>> start MATERIAL SUPPLIED

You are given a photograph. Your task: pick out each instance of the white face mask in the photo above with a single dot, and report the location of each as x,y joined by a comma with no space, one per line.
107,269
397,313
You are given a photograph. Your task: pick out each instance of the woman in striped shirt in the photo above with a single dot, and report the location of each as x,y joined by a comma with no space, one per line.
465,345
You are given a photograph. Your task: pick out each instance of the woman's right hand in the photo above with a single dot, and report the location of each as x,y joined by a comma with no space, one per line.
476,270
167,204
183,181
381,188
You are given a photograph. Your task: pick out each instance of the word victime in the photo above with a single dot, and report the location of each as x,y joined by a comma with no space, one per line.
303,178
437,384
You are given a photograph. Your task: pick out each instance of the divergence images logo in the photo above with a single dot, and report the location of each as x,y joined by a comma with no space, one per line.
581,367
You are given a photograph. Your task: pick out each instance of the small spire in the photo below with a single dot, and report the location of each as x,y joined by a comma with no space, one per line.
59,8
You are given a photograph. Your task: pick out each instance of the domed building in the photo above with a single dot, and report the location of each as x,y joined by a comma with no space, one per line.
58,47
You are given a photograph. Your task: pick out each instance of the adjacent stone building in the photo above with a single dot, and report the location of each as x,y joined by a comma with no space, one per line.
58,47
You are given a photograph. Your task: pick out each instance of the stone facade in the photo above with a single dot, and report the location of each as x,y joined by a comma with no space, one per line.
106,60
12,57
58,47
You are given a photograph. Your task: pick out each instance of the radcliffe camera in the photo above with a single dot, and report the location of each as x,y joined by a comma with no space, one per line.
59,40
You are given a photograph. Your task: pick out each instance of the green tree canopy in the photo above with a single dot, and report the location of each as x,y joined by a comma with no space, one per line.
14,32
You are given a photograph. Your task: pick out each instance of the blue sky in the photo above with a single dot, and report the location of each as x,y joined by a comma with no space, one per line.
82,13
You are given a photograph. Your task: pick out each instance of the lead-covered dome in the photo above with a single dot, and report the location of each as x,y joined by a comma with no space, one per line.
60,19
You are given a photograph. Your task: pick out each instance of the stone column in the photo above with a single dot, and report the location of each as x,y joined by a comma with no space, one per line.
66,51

>> end MATERIAL SUPPLIED

## TO BE DONE
Reproduce the data shown above exactly.

## SOLUTION TO THIS EXERCISE
You are given a photograph. Your task: pick out each instance of the white face mask in the photo above with a single dot, and report the location of each as x,y joined by a comma with no space, one per line.
107,269
397,313
You are given a photograph. Your task: pick out each instance of the woman in striped shirt in the photo above with a single dot, and report the location of each as x,y joined by a comma with no space, one per line.
465,345
You are given a photograph. Your task: pick out each instance of the woman's right hand in the photo above with a single dot, and report the location of each as x,y joined by a comma with no space, one per line.
476,270
167,204
183,181
381,188
You are given a photograph. Your task: pick out each instance of the word victime in the photo above with a single dot, and report the location of each as x,y joined by a comma with no space, one per line.
303,178
437,384
You are given a photograph. Your task: pick out each instance of the divergence images logo in the photo above with a single dot, and report the location of each as x,y joined by a comma with no space, one per line.
581,367
You are given a photograph. Your task: pick out each instance of the small spire in the photo below with a single dot, and report the location of each as x,y joined by a comma with no space, one per line.
59,8
You are given a photograph. Your task: pick out each instance of the domed building in the photo above with a single dot, and report the location of each as x,y joined by a comma with no space, one per line.
58,47
You are given a photograph. Your task: pick out each instance of the adjacent stone building in the photo above with a single dot, and report the location of each as x,y joined by a comma with no space, one per line.
58,47
You are given a photograph. Your task: pick out each instance of the stone facade in the photo above with a single dot, and report the location of each as x,y joined by a comma with no space, one per line.
106,60
12,57
58,47
You are given a photograph. Your task: pick out each instance of the radcliffe camera in the photo above with a single dot, and report the location of each as x,y joined by a comma with no space, one per line.
59,40
You are given a photograph. Your task: pick out each instance of the green tree canopy in the photo above with a single dot, and report the location of each as x,y joined by a comma with no space, one per line.
14,32
You are given a photograph. Your task: pick out each instance of the blue sky in the photo above with a single dot, and report the location of each as x,y joined by a comma with no space, one per line.
82,13
You are given a photograph. Your task: pick out each instance of the lead-covered dome in the photo above with a single dot, and report the location of each as x,y joined by a comma with no space, one per line.
60,19
You are given a photograph. Your task: pick out each instance of the stone column in the photo above with a single dot, and report the location of each as x,y joined by a comma with no space, one per line.
66,51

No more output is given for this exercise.